» **Assignment**
Would you copy out each line of the records below that includes the word "after"?

Records to use START

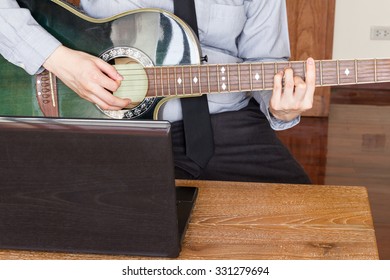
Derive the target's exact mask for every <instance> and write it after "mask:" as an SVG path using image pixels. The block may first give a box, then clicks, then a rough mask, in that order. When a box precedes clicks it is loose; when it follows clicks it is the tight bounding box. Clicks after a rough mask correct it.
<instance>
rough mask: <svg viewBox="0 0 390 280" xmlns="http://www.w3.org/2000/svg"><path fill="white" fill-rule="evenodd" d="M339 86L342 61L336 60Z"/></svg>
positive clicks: (337, 79)
mask: <svg viewBox="0 0 390 280" xmlns="http://www.w3.org/2000/svg"><path fill="white" fill-rule="evenodd" d="M336 70H337V71H336V72H337V74H336V75H337V84H338V85H339V84H340V61H338V60H336Z"/></svg>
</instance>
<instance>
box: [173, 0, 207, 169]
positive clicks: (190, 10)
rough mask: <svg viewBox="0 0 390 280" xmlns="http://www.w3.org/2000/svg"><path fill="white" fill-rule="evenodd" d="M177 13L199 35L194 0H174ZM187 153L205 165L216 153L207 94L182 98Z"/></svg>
mask: <svg viewBox="0 0 390 280" xmlns="http://www.w3.org/2000/svg"><path fill="white" fill-rule="evenodd" d="M174 7H175V8H174V12H175V15H177V16H178V17H180V18H181V19H183V20H184V21H185V22H186V23H187V24H188V25H189V26H190V27H191V28H192V29H193V31H194V32H195V34H196V35H197V36H199V35H198V24H197V21H196V12H195V3H194V0H174ZM180 100H181V105H182V109H183V124H184V134H185V141H186V155H187V156H188V157H189V158H190V159H191V160H193V161H194V162H195V163H197V164H198V165H199V166H200V167H205V166H206V165H207V163H208V162H209V160H210V158H211V157H212V155H213V153H214V140H213V132H212V127H211V121H210V113H209V108H208V103H207V96H206V95H202V96H200V97H194V98H181V99H180Z"/></svg>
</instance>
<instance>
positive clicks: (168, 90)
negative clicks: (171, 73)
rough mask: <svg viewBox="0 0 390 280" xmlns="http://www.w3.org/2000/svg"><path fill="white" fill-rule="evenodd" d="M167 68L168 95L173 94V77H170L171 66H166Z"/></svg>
mask: <svg viewBox="0 0 390 280" xmlns="http://www.w3.org/2000/svg"><path fill="white" fill-rule="evenodd" d="M166 69H167V84H168V87H167V88H168V95H169V96H170V95H171V77H170V68H169V67H166Z"/></svg>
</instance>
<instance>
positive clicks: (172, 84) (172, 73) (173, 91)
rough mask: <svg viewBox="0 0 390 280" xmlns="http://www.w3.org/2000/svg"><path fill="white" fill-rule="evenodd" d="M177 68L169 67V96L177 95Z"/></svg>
mask: <svg viewBox="0 0 390 280" xmlns="http://www.w3.org/2000/svg"><path fill="white" fill-rule="evenodd" d="M175 80H176V79H175V68H174V67H172V66H169V67H168V87H169V95H170V96H174V95H177V92H176V88H175V85H176V84H175Z"/></svg>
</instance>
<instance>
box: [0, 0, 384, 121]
mask: <svg viewBox="0 0 390 280" xmlns="http://www.w3.org/2000/svg"><path fill="white" fill-rule="evenodd" d="M18 2H19V4H20V5H21V7H24V8H28V9H29V10H30V11H31V13H32V15H33V17H34V18H35V19H36V20H37V21H38V22H39V23H40V24H41V25H42V26H43V27H44V28H45V29H46V30H47V31H48V32H50V33H51V34H52V35H53V36H55V37H56V38H57V39H58V40H60V41H61V42H62V43H63V44H64V45H65V46H67V47H69V48H72V49H76V50H80V51H84V52H87V53H90V54H92V55H95V56H98V57H100V58H102V59H103V60H105V61H107V62H109V63H111V64H113V65H114V66H115V67H116V68H117V69H118V71H119V72H120V73H121V74H122V75H123V76H124V77H125V79H124V81H123V82H122V85H121V87H120V88H119V90H118V91H117V92H115V93H113V94H114V95H118V96H121V97H128V98H130V99H131V100H132V102H133V103H132V104H131V108H124V109H123V110H119V111H105V110H100V109H99V108H97V106H95V105H93V104H91V103H89V102H88V101H85V100H83V99H82V98H80V97H79V96H78V95H77V94H75V93H74V92H72V91H71V90H70V89H69V88H67V87H66V86H65V85H64V84H63V83H61V81H59V80H58V79H56V78H55V77H54V75H52V74H51V73H47V72H44V73H43V74H40V75H37V76H29V75H28V74H26V73H25V72H24V70H23V69H21V68H19V67H17V66H14V65H11V64H10V63H9V62H7V61H6V60H5V59H3V58H0V115H22V116H41V115H42V114H43V113H42V111H43V112H44V115H46V116H60V117H81V118H117V119H136V118H149V119H150V118H157V116H158V111H159V109H160V108H161V106H162V105H163V104H164V103H165V102H166V101H168V100H170V99H171V98H178V97H180V98H181V97H193V96H199V95H202V94H219V93H231V94H234V93H236V92H245V91H254V90H267V89H272V87H273V77H274V75H275V73H277V72H278V71H280V70H282V69H284V68H285V67H291V68H293V69H294V71H295V74H296V75H300V76H302V77H304V76H305V71H306V69H305V66H306V64H305V61H290V62H265V63H236V64H202V63H201V52H200V47H199V42H198V41H197V38H196V37H195V36H194V34H193V32H192V30H191V29H190V28H189V27H188V26H187V25H186V24H185V23H184V22H183V21H182V20H180V19H179V18H177V17H176V16H175V15H173V14H171V13H168V12H166V11H163V10H158V9H140V10H133V11H129V12H126V13H123V14H119V15H116V16H114V17H110V18H105V19H94V18H91V17H88V16H87V15H85V14H84V13H82V11H80V10H79V9H77V8H76V7H74V6H72V5H70V4H68V3H66V2H64V1H61V0H51V1H50V0H35V1H34V0H18ZM316 71H317V73H316V86H333V85H347V84H363V83H382V82H389V81H390V59H359V60H358V59H354V60H321V61H316Z"/></svg>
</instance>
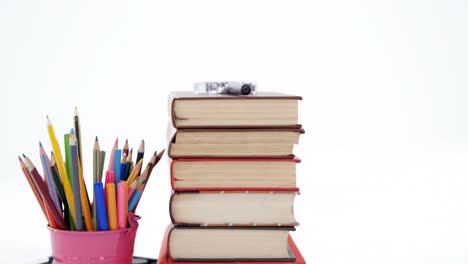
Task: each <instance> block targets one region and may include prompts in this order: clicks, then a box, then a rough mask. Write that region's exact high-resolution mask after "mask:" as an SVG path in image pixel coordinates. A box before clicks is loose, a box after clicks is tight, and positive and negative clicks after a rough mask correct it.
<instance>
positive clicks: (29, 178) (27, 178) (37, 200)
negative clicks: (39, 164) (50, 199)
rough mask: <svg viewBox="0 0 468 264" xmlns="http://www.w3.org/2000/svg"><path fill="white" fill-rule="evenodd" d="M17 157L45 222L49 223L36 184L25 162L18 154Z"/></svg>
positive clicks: (42, 201) (48, 219)
mask: <svg viewBox="0 0 468 264" xmlns="http://www.w3.org/2000/svg"><path fill="white" fill-rule="evenodd" d="M18 159H19V161H20V165H21V170H22V171H23V173H24V176H25V177H26V180H27V181H28V183H29V186H30V187H31V190H32V191H33V193H34V196H36V200H37V202H38V203H39V206H40V207H41V210H42V212H43V213H44V216H45V218H46V220H47V222H48V223H49V222H50V221H49V218H48V217H47V213H46V209H45V207H44V202H43V201H42V197H41V195H40V194H39V191H38V190H37V188H36V185H35V184H34V182H33V180H32V177H31V174H30V173H29V171H28V169H27V168H26V164H24V161H23V160H22V159H21V157H20V156H18Z"/></svg>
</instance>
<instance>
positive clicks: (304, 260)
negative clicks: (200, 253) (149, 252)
mask: <svg viewBox="0 0 468 264" xmlns="http://www.w3.org/2000/svg"><path fill="white" fill-rule="evenodd" d="M171 229H172V226H171V225H169V226H168V227H167V229H166V232H165V234H164V237H163V239H162V243H161V248H160V251H159V258H158V263H159V264H175V263H180V262H176V261H175V260H174V259H172V258H171V256H170V255H169V251H168V236H169V232H170V230H171ZM287 242H288V247H289V250H290V252H291V253H292V255H293V256H294V259H295V260H294V261H287V262H279V261H276V262H262V261H258V260H257V261H255V262H245V264H281V263H283V264H286V263H287V264H305V263H306V262H305V260H304V257H303V256H302V254H301V252H300V251H299V249H298V247H297V246H296V244H295V243H294V240H293V239H292V237H291V236H290V235H288V238H287ZM257 247H258V245H256V247H255V248H257ZM291 260H292V259H291ZM221 263H223V264H226V262H216V261H211V262H210V264H221ZM184 264H206V262H202V261H192V262H187V261H186V262H184Z"/></svg>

Records to use END

» **Your response**
Derive the target's exact mask for every <instance> and write it after "mask:" as an SVG path using image pixels. The block may first give a box, then clicks, then a rough mask, in that order. When a box precedes clicks it is loose; when it follows clicks it is the tight bounding box. Clicks after a rough mask correct it.
Task: each <instance> block targets one region and may include prompts in this order: clicks, then a box, then a rough mask. Write that region's exact high-resolution mask after "mask:" as an SVG path in image pixel coordinates. A box before clicks is loose, a box after clicks is tight, and positive and negative clicks after a rough mask correct it.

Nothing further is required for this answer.